- **TRY IT**
For this exercise, reproduce each entry below exactly, excluding pictures.

- **ENTRIES SUPPLIED**
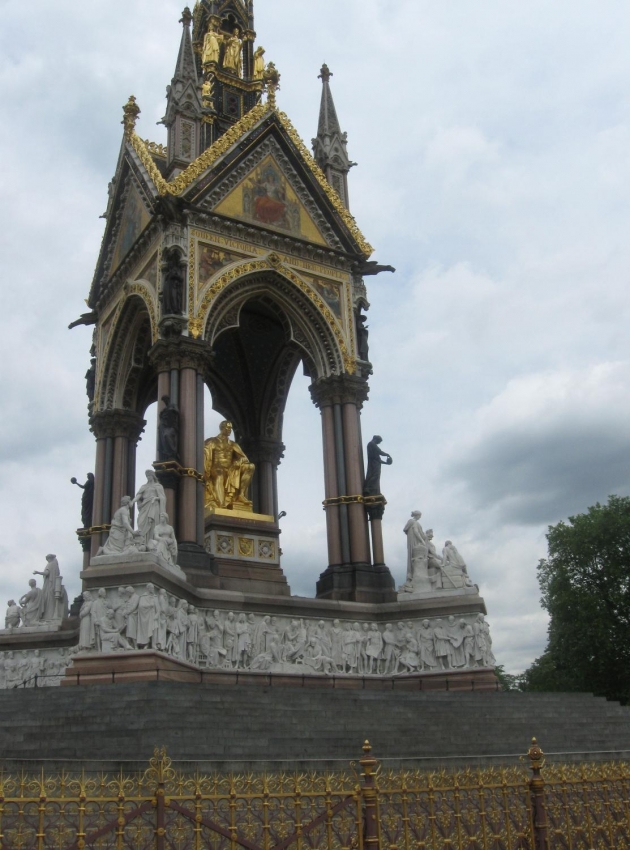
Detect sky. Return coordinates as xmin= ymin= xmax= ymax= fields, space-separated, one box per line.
xmin=1 ymin=0 xmax=630 ymax=674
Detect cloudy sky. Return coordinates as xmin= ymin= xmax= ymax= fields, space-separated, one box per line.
xmin=1 ymin=0 xmax=630 ymax=673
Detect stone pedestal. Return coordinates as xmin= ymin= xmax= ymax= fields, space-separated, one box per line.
xmin=204 ymin=509 xmax=290 ymax=596
xmin=316 ymin=563 xmax=396 ymax=604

- **EXPECTED ANSWER**
Detect sky. Return coordinates as xmin= ymin= xmax= ymax= fields, space-separated, one box per line.
xmin=1 ymin=0 xmax=630 ymax=674
Detect cloudy sky. Return coordinates as xmin= ymin= xmax= ymax= fields, space-separated, one box per line.
xmin=1 ymin=0 xmax=630 ymax=673
Detect stone pedestal. Return coordinates as xmin= ymin= xmax= ymax= fields, space-separated, one box per line.
xmin=204 ymin=509 xmax=290 ymax=596
xmin=316 ymin=563 xmax=396 ymax=604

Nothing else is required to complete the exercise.